*REQUEST:*
Rewrite the lines starting at the one containing "Thank you for the photograph above. Please mark the wheel" and ending with the last line of the records, changing "wheel spoke" to "bicycle spoke" and keeping everything else the same.

** begin DATASET RECORDS **

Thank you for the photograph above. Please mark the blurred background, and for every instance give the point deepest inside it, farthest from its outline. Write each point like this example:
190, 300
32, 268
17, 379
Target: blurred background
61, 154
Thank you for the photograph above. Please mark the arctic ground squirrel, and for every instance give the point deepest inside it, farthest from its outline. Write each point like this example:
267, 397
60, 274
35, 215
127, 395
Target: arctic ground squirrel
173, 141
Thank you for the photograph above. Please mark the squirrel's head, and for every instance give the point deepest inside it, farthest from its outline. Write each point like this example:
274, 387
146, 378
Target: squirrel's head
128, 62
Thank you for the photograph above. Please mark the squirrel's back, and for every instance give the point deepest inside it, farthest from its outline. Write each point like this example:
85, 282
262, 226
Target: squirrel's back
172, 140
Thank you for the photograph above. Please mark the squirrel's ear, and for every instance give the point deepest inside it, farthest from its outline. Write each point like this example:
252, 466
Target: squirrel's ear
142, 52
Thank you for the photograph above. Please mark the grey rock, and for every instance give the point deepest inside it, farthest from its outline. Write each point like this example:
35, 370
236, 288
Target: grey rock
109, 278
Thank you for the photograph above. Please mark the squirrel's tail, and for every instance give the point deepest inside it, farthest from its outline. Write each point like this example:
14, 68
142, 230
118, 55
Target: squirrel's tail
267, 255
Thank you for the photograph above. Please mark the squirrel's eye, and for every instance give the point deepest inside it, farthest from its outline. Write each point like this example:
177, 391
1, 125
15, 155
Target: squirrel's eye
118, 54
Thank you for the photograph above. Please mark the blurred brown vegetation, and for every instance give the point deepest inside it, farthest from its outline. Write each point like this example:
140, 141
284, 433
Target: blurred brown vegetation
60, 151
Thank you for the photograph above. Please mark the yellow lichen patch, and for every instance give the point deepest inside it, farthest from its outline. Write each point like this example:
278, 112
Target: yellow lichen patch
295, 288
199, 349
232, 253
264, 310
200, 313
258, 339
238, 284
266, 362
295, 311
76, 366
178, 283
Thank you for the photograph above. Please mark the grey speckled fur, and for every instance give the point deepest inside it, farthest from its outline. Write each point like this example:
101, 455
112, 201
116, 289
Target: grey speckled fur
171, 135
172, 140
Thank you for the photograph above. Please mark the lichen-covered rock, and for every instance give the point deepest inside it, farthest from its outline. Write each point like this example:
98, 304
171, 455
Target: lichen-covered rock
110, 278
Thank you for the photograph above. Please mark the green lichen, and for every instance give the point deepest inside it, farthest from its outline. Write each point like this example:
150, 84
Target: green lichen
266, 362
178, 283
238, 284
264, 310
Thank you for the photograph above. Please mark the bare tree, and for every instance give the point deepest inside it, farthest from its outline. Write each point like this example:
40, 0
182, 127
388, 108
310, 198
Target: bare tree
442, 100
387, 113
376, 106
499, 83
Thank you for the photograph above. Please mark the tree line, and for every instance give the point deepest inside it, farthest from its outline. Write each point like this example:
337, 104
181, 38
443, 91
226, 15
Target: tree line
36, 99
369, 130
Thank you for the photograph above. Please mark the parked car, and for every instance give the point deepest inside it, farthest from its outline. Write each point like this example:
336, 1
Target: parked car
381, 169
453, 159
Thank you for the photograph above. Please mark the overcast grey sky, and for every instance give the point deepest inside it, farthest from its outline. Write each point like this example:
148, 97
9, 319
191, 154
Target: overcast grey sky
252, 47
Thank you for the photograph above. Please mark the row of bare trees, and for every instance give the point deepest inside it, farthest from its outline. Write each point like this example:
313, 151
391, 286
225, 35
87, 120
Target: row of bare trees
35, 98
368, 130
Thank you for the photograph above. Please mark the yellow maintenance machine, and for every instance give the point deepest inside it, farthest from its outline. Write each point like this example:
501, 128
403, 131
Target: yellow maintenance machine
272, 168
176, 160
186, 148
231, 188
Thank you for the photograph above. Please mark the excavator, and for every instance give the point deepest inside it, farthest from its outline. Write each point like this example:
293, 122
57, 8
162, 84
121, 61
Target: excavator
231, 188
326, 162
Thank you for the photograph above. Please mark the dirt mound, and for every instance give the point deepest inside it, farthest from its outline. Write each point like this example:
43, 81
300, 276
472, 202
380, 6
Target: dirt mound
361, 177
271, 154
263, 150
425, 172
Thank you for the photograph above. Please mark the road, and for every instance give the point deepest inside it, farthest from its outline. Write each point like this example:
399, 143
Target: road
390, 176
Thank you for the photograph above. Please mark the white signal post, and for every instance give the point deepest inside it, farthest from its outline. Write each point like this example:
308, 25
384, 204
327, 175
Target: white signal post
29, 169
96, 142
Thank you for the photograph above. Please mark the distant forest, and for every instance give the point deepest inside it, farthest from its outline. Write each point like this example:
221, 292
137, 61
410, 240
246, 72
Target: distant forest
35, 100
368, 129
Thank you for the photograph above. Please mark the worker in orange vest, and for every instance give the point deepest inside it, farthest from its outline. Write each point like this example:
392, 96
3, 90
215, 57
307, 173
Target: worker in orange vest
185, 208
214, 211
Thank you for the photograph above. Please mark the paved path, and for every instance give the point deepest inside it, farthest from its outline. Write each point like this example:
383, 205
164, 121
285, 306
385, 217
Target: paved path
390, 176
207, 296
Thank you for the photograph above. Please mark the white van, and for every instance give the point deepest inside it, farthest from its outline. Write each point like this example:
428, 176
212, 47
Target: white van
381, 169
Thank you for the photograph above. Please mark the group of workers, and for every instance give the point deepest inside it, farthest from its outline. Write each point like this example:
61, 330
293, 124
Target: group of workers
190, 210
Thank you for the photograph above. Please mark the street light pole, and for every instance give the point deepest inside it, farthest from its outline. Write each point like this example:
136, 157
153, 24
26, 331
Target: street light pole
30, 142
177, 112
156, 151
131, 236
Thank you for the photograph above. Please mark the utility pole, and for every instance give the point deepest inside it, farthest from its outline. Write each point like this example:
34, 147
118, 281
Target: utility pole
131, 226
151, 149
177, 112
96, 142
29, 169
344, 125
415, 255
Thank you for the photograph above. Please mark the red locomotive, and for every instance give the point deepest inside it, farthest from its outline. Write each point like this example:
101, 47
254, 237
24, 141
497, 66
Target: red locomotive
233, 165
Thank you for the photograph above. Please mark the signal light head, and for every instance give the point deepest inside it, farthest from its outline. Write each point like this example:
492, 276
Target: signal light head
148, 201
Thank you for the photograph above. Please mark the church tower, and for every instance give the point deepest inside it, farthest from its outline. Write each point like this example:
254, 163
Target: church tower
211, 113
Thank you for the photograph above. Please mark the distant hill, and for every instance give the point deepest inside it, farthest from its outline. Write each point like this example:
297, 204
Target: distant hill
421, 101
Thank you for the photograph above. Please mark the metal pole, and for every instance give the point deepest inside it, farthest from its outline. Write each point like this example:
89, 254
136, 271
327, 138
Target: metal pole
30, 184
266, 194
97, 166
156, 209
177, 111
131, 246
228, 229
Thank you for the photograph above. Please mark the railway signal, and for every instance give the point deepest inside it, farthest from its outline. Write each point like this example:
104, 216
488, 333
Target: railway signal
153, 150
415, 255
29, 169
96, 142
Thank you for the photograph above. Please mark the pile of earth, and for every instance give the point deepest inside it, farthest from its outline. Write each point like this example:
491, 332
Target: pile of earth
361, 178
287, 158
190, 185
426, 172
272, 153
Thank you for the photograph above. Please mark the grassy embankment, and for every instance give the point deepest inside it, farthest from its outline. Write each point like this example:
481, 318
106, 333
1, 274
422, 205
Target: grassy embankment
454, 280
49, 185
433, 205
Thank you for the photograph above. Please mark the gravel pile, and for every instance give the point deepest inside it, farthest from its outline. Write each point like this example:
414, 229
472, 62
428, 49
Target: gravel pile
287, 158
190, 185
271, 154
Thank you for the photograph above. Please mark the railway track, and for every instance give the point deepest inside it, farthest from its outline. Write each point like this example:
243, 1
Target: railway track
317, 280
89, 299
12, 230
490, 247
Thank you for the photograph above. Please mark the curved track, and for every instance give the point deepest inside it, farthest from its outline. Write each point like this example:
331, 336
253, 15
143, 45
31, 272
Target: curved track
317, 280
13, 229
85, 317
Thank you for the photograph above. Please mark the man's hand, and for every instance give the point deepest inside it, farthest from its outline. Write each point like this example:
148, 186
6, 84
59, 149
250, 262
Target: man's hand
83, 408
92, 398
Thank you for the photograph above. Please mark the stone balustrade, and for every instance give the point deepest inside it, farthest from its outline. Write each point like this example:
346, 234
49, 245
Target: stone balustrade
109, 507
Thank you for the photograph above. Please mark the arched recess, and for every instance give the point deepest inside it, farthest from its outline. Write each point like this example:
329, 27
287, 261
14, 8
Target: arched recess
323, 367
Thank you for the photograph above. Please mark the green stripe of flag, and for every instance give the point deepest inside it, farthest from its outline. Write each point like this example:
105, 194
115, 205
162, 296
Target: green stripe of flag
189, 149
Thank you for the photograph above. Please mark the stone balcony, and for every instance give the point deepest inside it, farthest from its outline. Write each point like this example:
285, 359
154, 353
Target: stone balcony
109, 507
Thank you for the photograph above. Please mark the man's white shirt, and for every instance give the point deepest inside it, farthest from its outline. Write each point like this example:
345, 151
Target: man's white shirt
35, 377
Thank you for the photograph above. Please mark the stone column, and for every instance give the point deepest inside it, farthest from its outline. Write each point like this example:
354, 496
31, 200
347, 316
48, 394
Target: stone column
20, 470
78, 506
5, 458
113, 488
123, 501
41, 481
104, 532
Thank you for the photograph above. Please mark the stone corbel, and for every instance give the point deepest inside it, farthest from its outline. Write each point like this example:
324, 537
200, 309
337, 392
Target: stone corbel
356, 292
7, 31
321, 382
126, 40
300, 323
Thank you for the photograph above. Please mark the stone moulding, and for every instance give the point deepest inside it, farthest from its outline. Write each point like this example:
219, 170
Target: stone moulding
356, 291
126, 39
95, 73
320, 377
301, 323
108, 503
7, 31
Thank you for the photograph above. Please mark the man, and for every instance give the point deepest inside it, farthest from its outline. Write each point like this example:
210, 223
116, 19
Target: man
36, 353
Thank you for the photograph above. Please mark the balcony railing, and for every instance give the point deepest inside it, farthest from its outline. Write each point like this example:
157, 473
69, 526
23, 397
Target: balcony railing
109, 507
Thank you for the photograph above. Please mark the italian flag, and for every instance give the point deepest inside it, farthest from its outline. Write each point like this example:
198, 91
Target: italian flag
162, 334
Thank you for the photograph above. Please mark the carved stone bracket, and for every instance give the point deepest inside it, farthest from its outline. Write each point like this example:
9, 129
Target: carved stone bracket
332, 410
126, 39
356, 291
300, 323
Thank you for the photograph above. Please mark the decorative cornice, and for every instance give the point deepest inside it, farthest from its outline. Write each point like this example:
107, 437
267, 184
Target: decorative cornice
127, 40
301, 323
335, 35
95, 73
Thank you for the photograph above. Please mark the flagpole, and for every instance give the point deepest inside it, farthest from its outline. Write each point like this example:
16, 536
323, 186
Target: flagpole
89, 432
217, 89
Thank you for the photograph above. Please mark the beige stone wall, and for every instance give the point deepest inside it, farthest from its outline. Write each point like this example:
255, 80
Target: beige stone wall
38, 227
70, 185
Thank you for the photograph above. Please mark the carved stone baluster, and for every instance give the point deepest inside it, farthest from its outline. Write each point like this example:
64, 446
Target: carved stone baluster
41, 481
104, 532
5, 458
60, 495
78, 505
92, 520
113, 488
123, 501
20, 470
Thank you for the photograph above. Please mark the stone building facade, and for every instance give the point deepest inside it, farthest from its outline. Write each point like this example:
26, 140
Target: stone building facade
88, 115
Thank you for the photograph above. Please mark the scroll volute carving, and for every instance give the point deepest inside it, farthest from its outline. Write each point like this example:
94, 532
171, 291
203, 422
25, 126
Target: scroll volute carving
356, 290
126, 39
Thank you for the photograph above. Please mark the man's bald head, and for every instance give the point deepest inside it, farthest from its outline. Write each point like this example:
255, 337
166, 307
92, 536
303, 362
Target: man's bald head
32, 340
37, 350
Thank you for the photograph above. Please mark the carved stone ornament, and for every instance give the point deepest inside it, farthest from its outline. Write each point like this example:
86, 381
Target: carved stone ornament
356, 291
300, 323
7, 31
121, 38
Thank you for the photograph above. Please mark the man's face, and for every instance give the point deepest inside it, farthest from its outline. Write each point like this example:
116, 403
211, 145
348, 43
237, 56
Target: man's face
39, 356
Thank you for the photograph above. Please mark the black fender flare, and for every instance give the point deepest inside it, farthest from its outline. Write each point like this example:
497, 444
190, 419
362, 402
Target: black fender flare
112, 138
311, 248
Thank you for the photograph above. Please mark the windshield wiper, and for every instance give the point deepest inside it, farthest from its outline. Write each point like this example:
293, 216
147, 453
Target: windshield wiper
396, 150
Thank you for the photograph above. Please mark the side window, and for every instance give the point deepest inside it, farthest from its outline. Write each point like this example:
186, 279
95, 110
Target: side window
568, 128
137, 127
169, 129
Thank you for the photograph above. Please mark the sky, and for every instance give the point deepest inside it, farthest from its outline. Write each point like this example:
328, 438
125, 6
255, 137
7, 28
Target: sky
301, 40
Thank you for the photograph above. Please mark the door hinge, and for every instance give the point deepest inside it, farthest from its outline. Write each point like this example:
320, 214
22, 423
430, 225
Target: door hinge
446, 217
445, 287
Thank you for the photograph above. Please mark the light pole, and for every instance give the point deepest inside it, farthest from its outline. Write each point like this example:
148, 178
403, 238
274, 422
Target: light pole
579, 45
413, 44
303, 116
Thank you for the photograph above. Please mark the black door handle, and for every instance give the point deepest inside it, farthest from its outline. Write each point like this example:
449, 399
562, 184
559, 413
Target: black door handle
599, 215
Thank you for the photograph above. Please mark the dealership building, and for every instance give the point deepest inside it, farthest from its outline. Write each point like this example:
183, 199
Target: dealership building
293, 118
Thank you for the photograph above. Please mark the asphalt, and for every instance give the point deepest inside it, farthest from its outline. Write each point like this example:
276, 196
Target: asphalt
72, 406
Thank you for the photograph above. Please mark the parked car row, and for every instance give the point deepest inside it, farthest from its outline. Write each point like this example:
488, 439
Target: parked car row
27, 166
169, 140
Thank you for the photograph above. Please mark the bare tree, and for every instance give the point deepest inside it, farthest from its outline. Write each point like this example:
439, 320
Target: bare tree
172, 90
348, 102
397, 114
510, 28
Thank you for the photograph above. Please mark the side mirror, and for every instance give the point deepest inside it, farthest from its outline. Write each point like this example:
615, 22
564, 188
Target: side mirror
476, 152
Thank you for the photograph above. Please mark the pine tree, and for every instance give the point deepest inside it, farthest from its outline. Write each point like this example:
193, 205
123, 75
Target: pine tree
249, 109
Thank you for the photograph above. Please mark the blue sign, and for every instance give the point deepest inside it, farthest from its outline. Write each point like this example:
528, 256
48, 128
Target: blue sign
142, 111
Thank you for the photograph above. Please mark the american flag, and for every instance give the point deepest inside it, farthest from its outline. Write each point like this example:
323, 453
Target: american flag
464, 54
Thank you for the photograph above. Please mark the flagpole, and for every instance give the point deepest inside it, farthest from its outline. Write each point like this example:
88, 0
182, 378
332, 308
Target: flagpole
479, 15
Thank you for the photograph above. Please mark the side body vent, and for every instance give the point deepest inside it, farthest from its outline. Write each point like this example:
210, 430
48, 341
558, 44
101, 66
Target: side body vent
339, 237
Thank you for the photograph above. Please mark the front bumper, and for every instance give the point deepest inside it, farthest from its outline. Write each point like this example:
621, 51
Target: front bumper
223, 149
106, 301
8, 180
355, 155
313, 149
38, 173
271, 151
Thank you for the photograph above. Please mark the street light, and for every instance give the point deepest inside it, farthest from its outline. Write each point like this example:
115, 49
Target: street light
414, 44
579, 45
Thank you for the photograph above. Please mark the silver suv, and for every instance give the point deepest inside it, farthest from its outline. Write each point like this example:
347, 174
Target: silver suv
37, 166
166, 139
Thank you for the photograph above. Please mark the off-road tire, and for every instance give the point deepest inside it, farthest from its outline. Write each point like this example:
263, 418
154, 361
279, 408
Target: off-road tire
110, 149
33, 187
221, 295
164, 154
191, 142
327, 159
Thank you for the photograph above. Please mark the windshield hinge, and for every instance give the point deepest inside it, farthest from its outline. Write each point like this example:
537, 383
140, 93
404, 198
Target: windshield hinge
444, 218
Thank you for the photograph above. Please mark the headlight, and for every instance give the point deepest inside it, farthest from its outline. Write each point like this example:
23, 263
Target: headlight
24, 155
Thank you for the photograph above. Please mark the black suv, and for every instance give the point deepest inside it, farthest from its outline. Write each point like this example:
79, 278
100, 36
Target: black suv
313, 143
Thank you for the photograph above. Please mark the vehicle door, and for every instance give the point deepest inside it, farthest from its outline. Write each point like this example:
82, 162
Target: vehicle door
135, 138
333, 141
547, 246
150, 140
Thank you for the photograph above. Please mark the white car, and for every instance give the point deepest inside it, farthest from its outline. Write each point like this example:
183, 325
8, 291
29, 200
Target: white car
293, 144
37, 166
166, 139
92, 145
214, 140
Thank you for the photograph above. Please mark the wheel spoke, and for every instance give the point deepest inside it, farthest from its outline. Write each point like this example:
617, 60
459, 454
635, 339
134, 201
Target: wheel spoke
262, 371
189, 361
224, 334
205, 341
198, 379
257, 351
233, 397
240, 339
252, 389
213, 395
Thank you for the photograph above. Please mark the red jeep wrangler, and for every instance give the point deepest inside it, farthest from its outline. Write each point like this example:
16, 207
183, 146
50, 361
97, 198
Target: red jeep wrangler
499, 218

** end DATASET RECORDS **

*OUTPUT OF THE TASK:*
Thank you for the photograph above. Please mark the bicycle spoke, and for every instance give the point deepest inside it, farthest from its outline. Write each point like this example:
617, 60
459, 454
635, 339
134, 201
Target: bicycle spoke
262, 371
189, 361
224, 334
205, 341
198, 379
257, 351
233, 397
240, 339
252, 389
213, 395
Thank you for the photograph above. Please mark the red jeep wrangler, and for every instance give the point deepest inside it, farthest from its outline. Write each point like this example:
16, 207
183, 146
50, 361
97, 198
Target: red jeep wrangler
499, 218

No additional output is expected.